• **EXERCISE GOAL**: In the material below, update the lines starting at the line that contains "underside, I would be grateful." and stopping after the line that contains "7L0 278L170 307L245". Replace "bridge underside" with "underside of the bridge" and give back only those lines, with everything else unchanged.

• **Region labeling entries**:
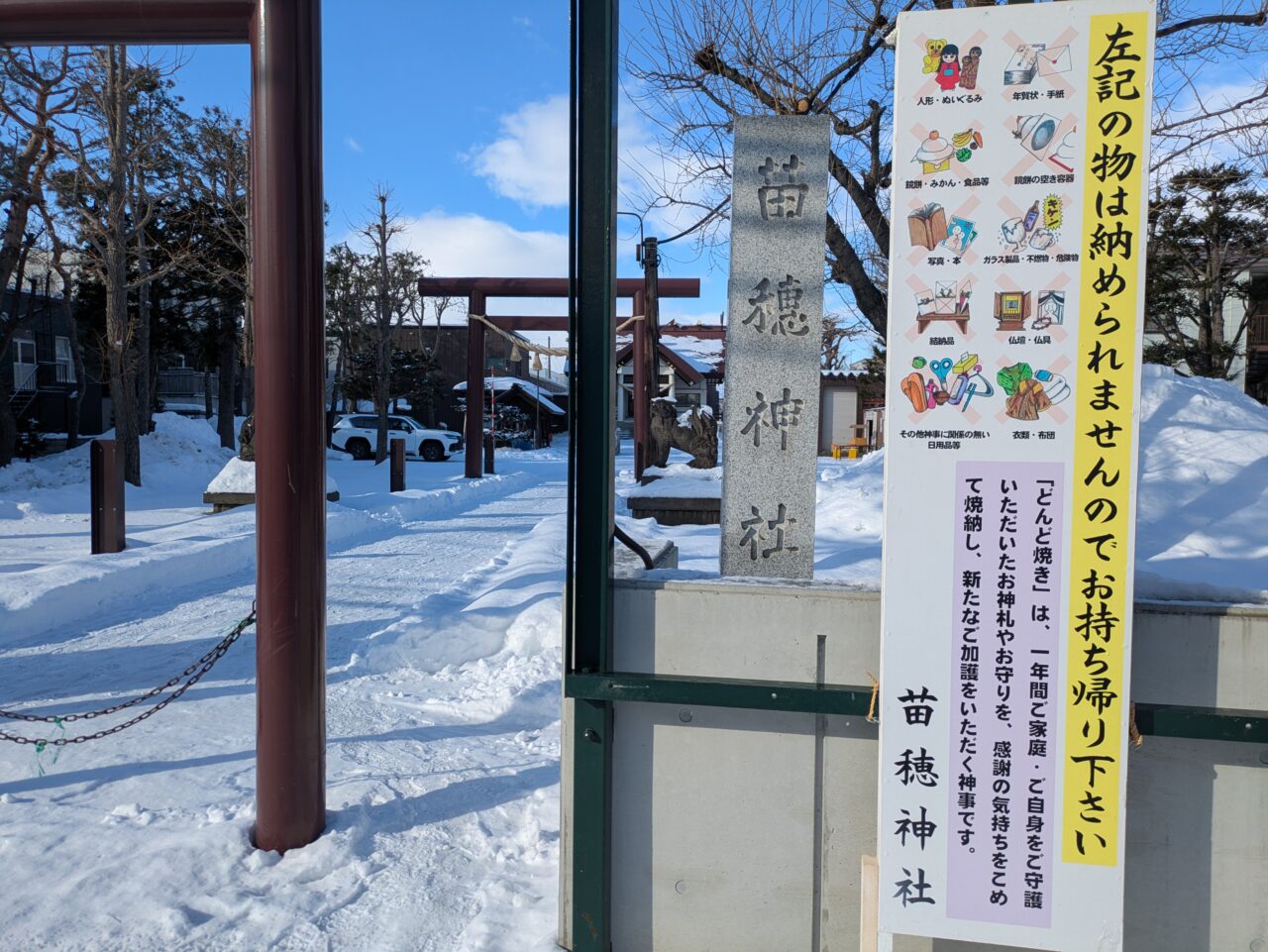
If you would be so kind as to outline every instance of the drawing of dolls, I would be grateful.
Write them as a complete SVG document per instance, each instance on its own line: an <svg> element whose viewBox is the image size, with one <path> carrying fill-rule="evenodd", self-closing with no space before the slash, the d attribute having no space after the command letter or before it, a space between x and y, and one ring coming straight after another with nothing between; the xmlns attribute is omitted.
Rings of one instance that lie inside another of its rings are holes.
<svg viewBox="0 0 1268 952"><path fill-rule="evenodd" d="M981 63L981 47L971 47L960 62L960 89L978 87L978 66Z"/></svg>
<svg viewBox="0 0 1268 952"><path fill-rule="evenodd" d="M947 43L942 47L942 62L938 66L938 85L943 93L950 93L960 82L960 47Z"/></svg>

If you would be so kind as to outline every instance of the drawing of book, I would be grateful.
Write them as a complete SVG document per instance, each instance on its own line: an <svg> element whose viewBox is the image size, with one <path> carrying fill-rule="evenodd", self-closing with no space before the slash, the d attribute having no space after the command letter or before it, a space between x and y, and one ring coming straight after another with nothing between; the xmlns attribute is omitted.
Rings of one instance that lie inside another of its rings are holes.
<svg viewBox="0 0 1268 952"><path fill-rule="evenodd" d="M918 208L907 215L907 228L912 236L912 247L933 247L947 237L947 213L936 202Z"/></svg>

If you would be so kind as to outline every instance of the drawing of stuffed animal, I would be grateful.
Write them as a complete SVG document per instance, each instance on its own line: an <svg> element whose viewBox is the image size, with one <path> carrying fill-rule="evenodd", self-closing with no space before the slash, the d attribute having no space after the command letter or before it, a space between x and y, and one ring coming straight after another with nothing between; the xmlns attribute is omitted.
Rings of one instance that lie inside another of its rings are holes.
<svg viewBox="0 0 1268 952"><path fill-rule="evenodd" d="M960 89L978 87L978 66L981 63L981 47L973 47L960 61Z"/></svg>
<svg viewBox="0 0 1268 952"><path fill-rule="evenodd" d="M937 72L938 63L942 62L942 47L947 42L945 39L929 39L924 43L924 70L923 72Z"/></svg>

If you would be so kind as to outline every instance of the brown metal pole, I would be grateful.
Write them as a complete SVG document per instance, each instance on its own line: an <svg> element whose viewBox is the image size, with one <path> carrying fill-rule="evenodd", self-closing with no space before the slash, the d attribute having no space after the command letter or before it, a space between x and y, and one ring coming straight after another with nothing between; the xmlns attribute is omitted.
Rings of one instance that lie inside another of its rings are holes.
<svg viewBox="0 0 1268 952"><path fill-rule="evenodd" d="M647 294L634 293L634 316L644 314ZM647 466L647 426L650 412L647 396L647 317L634 322L634 347L630 351L630 364L634 368L633 394L630 402L634 404L634 478L643 478L643 468ZM618 371L619 373L619 371ZM616 402L620 406L620 401Z"/></svg>
<svg viewBox="0 0 1268 952"><path fill-rule="evenodd" d="M484 294L467 298L468 314L484 314ZM484 447L484 325L467 318L467 478L484 475L481 454Z"/></svg>
<svg viewBox="0 0 1268 952"><path fill-rule="evenodd" d="M93 440L89 449L93 508L93 554L123 551L127 546L123 506L123 456L114 440Z"/></svg>
<svg viewBox="0 0 1268 952"><path fill-rule="evenodd" d="M404 492L404 440L392 440L392 492Z"/></svg>
<svg viewBox="0 0 1268 952"><path fill-rule="evenodd" d="M650 412L652 401L661 396L661 298L668 297L664 294L664 285L670 284L670 280L661 280L659 241L648 238L643 242L643 286L647 288L643 323L647 333L647 360L650 365L647 382L648 412Z"/></svg>
<svg viewBox="0 0 1268 952"><path fill-rule="evenodd" d="M326 827L326 421L321 13L257 0L251 29L256 342L256 824Z"/></svg>

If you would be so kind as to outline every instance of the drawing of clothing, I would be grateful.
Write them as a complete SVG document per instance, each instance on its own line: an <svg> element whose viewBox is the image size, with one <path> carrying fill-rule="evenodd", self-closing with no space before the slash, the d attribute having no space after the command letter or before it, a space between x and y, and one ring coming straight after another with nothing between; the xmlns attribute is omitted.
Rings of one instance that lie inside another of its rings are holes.
<svg viewBox="0 0 1268 952"><path fill-rule="evenodd" d="M964 58L960 65L960 89L976 89L978 87L978 63L979 57L971 53Z"/></svg>

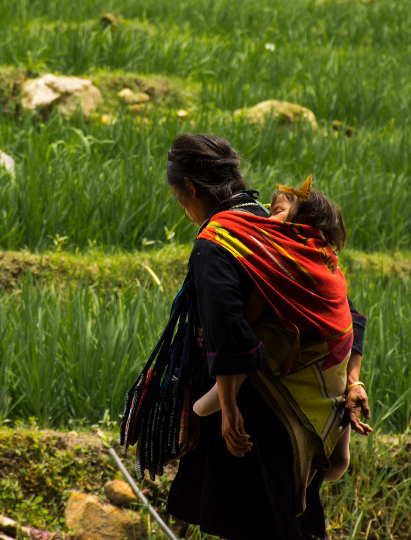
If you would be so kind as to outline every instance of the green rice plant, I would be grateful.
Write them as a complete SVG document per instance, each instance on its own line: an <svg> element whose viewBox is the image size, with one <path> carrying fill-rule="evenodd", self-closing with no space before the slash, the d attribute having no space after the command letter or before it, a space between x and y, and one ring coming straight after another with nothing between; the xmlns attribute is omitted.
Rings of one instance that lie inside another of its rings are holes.
<svg viewBox="0 0 411 540"><path fill-rule="evenodd" d="M370 402L372 423L385 433L403 433L411 420L411 281L381 273L350 279L350 294L368 318L361 379Z"/></svg>
<svg viewBox="0 0 411 540"><path fill-rule="evenodd" d="M125 391L171 306L172 291L148 285L117 290L80 280L75 289L69 283L56 294L52 287L36 287L28 276L21 292L0 296L3 418L33 417L51 426L116 422ZM361 380L371 424L403 433L411 420L409 280L387 281L360 269L349 285L354 305L368 318Z"/></svg>
<svg viewBox="0 0 411 540"><path fill-rule="evenodd" d="M136 284L101 299L79 282L62 298L54 290L36 290L29 279L21 298L0 301L6 353L0 372L8 367L13 375L6 387L9 412L12 409L14 418L36 418L43 426L96 422L107 417L106 410L116 422L125 392L167 320L167 293Z"/></svg>
<svg viewBox="0 0 411 540"><path fill-rule="evenodd" d="M405 435L352 434L348 470L322 489L330 540L408 538L409 447Z"/></svg>
<svg viewBox="0 0 411 540"><path fill-rule="evenodd" d="M207 102L224 110L276 98L327 119L409 116L410 16L400 0L28 3L3 2L5 64L173 75L201 82ZM123 17L116 30L98 23L110 9ZM136 29L136 20L152 30Z"/></svg>
<svg viewBox="0 0 411 540"><path fill-rule="evenodd" d="M132 251L167 243L173 232L173 241L192 242L195 227L172 196L165 165L175 135L193 126L162 114L155 111L147 125L121 116L113 126L81 117L68 126L58 114L34 125L26 118L19 130L10 120L0 124L0 147L18 161L15 180L0 172L2 248L42 251L67 237L73 250ZM262 200L276 183L298 185L311 172L316 188L341 206L350 247L409 248L408 123L336 139L326 128L279 132L276 123L251 126L222 113L199 111L193 122L194 131L226 137L244 157Z"/></svg>

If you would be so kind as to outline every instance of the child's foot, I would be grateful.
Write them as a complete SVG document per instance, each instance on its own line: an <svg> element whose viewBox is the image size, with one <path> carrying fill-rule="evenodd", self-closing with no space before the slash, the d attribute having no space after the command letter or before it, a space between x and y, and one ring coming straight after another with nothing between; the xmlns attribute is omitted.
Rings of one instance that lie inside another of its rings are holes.
<svg viewBox="0 0 411 540"><path fill-rule="evenodd" d="M208 416L209 414L216 413L217 410L221 410L217 383L202 397L196 401L193 410L199 416Z"/></svg>
<svg viewBox="0 0 411 540"><path fill-rule="evenodd" d="M245 374L243 375L237 375L236 376L236 397L238 395L241 385L247 378L247 376ZM193 410L199 416L208 416L210 414L213 414L213 413L216 413L218 410L221 410L217 383L202 397L200 397L199 400L196 401L193 406Z"/></svg>

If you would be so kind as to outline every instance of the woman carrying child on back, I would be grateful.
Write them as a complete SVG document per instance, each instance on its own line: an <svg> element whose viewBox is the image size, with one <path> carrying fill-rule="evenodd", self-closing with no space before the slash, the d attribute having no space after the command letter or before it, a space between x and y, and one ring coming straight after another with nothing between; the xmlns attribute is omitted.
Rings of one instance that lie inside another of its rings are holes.
<svg viewBox="0 0 411 540"><path fill-rule="evenodd" d="M194 400L216 379L221 413L201 418L168 511L229 540L323 538L320 487L345 428L344 401L353 427L367 429L357 415L361 408L369 417L358 380L365 318L349 307L327 233L301 212L297 223L267 219L239 165L227 141L210 135L180 135L168 153L168 183L200 227L184 282L203 333ZM289 220L300 203L277 208L284 202L277 195L273 212L288 210L279 219ZM256 286L265 307L252 299ZM195 335L188 327L184 335Z"/></svg>
<svg viewBox="0 0 411 540"><path fill-rule="evenodd" d="M337 253L340 253L344 247L346 237L341 209L327 199L321 191L311 190L311 181L312 177L310 175L300 190L277 184L279 190L273 196L268 219L281 221L284 224L288 222L316 227L324 236L324 242L334 246ZM327 239L324 235L327 235ZM326 256L328 258L327 255ZM252 326L267 307L267 302L262 293L258 287L255 287L244 306L245 320ZM329 315L330 317L333 316L331 307ZM356 357L355 354L352 355L347 364L346 393L351 390L357 392L358 388L356 387L364 386L358 380L360 365ZM284 361L286 361L285 358ZM247 377L246 374L236 376L236 397ZM197 400L193 408L200 416L208 416L221 410L217 383ZM369 418L369 412L363 412L366 418ZM359 433L367 436L373 431L369 426L359 421L356 414L355 418L350 419L350 421L353 428ZM324 481L337 480L348 468L349 464L350 427L348 423L329 458L330 467L324 473Z"/></svg>

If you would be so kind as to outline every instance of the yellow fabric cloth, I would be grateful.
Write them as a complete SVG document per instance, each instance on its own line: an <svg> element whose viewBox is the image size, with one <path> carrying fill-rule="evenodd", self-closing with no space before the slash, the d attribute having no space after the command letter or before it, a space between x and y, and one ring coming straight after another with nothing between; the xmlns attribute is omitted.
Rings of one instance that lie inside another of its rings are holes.
<svg viewBox="0 0 411 540"><path fill-rule="evenodd" d="M294 363L295 370L284 380L280 373L294 335L275 323L257 321L253 330L264 343L270 368L248 376L290 437L299 515L306 508L307 487L317 469L329 468L328 458L346 428L343 415L349 355L323 371L324 344L319 343L316 351L312 342L306 349L302 346L301 363ZM308 366L307 357L311 362Z"/></svg>

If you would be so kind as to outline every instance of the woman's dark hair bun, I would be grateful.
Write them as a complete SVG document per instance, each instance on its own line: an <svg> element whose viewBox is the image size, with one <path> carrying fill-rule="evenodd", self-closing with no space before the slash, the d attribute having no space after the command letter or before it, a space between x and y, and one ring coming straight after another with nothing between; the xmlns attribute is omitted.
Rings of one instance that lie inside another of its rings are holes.
<svg viewBox="0 0 411 540"><path fill-rule="evenodd" d="M184 178L212 205L244 190L240 158L224 139L204 133L183 133L173 141L167 156L167 179L170 186L184 190Z"/></svg>

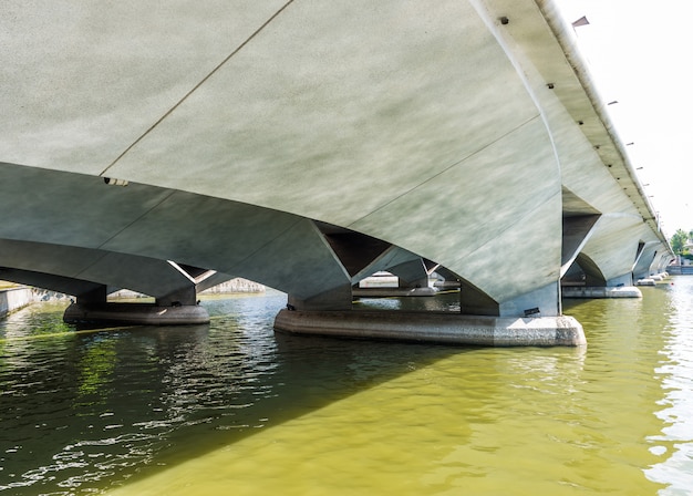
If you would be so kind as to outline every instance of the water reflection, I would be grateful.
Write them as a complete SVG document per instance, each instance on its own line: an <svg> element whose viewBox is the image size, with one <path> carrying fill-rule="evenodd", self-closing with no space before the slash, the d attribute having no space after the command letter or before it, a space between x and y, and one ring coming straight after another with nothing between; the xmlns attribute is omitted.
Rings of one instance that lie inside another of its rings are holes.
<svg viewBox="0 0 693 496"><path fill-rule="evenodd" d="M656 416L661 434L652 436L653 453L665 461L648 471L648 476L669 484L663 495L690 494L693 487L693 278L680 277L669 285L666 310L670 322L663 329L665 340L656 368L664 397Z"/></svg>
<svg viewBox="0 0 693 496"><path fill-rule="evenodd" d="M186 328L13 314L0 490L685 494L693 278L643 290L566 302L581 349L275 334L280 294L206 301L210 326Z"/></svg>

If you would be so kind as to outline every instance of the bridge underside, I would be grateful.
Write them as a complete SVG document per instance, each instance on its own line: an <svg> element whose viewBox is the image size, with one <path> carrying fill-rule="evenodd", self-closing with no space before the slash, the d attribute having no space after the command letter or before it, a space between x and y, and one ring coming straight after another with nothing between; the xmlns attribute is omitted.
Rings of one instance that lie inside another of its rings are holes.
<svg viewBox="0 0 693 496"><path fill-rule="evenodd" d="M8 7L0 278L170 307L245 277L318 312L435 264L517 321L560 318L576 264L666 264L549 1L162 9Z"/></svg>

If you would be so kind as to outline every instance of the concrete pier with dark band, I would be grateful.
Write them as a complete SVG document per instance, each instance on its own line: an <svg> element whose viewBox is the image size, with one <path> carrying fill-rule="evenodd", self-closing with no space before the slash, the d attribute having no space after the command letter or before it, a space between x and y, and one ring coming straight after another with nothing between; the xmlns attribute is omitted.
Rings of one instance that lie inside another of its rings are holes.
<svg viewBox="0 0 693 496"><path fill-rule="evenodd" d="M572 317L483 317L437 312L281 310L275 330L358 339L482 347L586 345Z"/></svg>

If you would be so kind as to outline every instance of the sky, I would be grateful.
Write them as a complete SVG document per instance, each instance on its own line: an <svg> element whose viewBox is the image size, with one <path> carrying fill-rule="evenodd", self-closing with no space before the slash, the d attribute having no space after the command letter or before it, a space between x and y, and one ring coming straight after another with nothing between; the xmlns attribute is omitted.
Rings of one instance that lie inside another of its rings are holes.
<svg viewBox="0 0 693 496"><path fill-rule="evenodd" d="M589 21L576 41L662 230L693 229L693 1L555 2Z"/></svg>

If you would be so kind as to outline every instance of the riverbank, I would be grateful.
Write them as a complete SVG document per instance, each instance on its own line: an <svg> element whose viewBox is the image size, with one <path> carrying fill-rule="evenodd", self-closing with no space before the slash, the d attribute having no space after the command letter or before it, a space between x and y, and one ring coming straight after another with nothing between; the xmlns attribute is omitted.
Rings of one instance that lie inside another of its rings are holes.
<svg viewBox="0 0 693 496"><path fill-rule="evenodd" d="M38 300L37 293L25 286L0 289L0 319Z"/></svg>

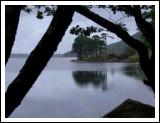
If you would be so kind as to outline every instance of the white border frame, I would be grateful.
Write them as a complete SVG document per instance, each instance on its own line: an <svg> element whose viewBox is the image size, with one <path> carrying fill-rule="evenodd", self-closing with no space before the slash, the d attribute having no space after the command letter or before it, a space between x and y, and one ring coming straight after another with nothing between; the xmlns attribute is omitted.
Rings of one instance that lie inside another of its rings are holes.
<svg viewBox="0 0 160 123"><path fill-rule="evenodd" d="M5 5L155 5L155 118L5 118ZM1 118L3 122L158 122L159 1L1 1Z"/></svg>

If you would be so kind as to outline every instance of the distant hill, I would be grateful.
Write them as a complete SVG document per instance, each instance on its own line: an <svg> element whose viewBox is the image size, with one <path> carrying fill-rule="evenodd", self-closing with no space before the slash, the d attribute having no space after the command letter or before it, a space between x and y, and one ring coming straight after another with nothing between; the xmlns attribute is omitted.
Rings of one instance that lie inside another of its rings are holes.
<svg viewBox="0 0 160 123"><path fill-rule="evenodd" d="M141 33L138 32L136 34L134 34L132 37L134 37L135 39L141 39ZM113 43L107 46L107 52L108 54L116 54L117 56L122 55L127 47L130 47L129 45L127 45L124 41L119 41L117 43Z"/></svg>

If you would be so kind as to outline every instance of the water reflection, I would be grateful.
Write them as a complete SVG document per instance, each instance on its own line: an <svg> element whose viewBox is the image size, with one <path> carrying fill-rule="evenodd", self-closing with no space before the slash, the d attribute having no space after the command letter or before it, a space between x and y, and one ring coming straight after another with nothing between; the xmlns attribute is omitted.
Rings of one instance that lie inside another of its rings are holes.
<svg viewBox="0 0 160 123"><path fill-rule="evenodd" d="M107 73L104 71L73 71L72 75L79 87L107 89Z"/></svg>
<svg viewBox="0 0 160 123"><path fill-rule="evenodd" d="M142 80L145 78L141 67L138 65L126 65L122 68L122 73L137 80Z"/></svg>

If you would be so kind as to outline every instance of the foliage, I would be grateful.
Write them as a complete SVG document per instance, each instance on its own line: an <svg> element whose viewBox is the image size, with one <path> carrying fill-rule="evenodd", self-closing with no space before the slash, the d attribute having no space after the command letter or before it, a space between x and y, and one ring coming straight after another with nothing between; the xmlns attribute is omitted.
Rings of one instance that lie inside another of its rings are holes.
<svg viewBox="0 0 160 123"><path fill-rule="evenodd" d="M94 35L92 38L80 35L72 45L72 51L77 53L78 60L95 58L103 54L105 50L105 41L101 40L98 35Z"/></svg>

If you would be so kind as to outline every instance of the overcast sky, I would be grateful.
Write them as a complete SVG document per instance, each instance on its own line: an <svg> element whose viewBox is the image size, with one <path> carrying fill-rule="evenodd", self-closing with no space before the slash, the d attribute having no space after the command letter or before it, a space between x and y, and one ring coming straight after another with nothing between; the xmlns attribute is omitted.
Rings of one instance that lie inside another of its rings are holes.
<svg viewBox="0 0 160 123"><path fill-rule="evenodd" d="M107 19L112 18L113 20L118 20L119 18L122 17L121 13L113 15L111 11L105 11L103 9L93 9L93 11ZM30 53L37 45L38 41L42 38L51 20L52 20L51 16L44 17L44 19L41 20L37 19L35 11L31 12L30 14L21 11L16 40L12 49L12 53ZM137 27L134 18L124 18L120 21L126 24L126 27L129 29L129 33L131 35L137 32L136 30ZM73 16L73 21L69 26L69 28L67 29L61 43L59 44L56 53L65 53L71 50L72 44L76 36L71 35L69 33L69 30L71 29L71 27L76 25L81 25L82 27L92 26L92 25L98 26L96 23L87 19L86 17L78 13L75 13ZM114 39L108 38L107 44L120 41L120 39L116 37L114 34L112 33L109 34L113 36Z"/></svg>

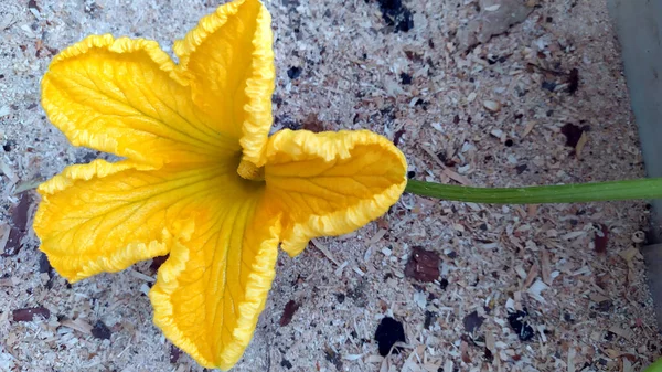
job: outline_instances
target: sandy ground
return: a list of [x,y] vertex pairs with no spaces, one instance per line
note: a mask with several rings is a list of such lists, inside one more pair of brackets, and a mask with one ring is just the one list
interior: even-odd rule
[[[377,1],[270,1],[275,127],[370,128],[397,142],[412,177],[438,182],[642,177],[605,1],[528,4],[523,23],[465,53],[458,33],[493,6],[405,1],[410,14],[401,9],[388,25]],[[49,269],[29,228],[30,195],[66,164],[103,156],[71,147],[44,117],[39,82],[54,53],[106,32],[170,52],[216,6],[0,2],[0,371],[202,370],[151,325],[149,262],[74,286]],[[642,202],[491,206],[405,195],[354,234],[280,257],[235,370],[638,371],[662,341],[638,251],[647,221]],[[415,246],[440,257],[433,283],[405,275]],[[287,323],[289,301],[298,308]],[[41,316],[20,321],[26,308]],[[523,323],[513,311],[526,313]],[[374,341],[385,316],[406,334],[386,359]]]

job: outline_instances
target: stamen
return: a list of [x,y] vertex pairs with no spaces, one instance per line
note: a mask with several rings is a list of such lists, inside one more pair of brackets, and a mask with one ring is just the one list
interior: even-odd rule
[[257,168],[254,163],[252,163],[250,161],[246,161],[244,159],[242,159],[242,162],[239,162],[239,167],[237,168],[237,173],[239,173],[239,176],[245,179],[245,180],[249,180],[249,181],[264,181],[265,180],[265,168]]

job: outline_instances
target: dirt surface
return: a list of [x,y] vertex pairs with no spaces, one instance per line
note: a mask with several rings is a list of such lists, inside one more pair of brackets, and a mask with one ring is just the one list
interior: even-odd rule
[[[409,176],[437,182],[643,177],[605,1],[525,1],[523,22],[458,50],[458,32],[493,19],[499,3],[268,2],[275,128],[370,128],[405,152]],[[0,371],[202,370],[151,323],[150,262],[70,286],[30,224],[36,183],[104,157],[73,148],[44,117],[39,82],[53,55],[105,32],[156,39],[170,53],[216,6],[0,1]],[[354,234],[281,255],[235,370],[639,371],[662,346],[639,253],[648,213],[643,202],[404,195]],[[385,317],[405,334],[386,358],[374,340]]]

• **THE RESPONSE**:
If you would be so kind as to outline every instance of the underside of the bridge, I would be grateful.
Write them as a complete SVG document per instance, each instance on its own line: an <svg> element whose viewBox is the image size, with one <path> carrying fill-rule="evenodd", self-closing with no space before the slash, the d attribute having no space after the command letter or before it, a space between x and y, and one ring coming straight after another with nothing between; the xmlns attribute is omitted.
Rings of one instance that lie inside another of its rings are holes.
<svg viewBox="0 0 693 496"><path fill-rule="evenodd" d="M8 7L0 278L170 307L245 277L318 312L435 264L517 321L560 318L576 264L666 264L549 1L162 9Z"/></svg>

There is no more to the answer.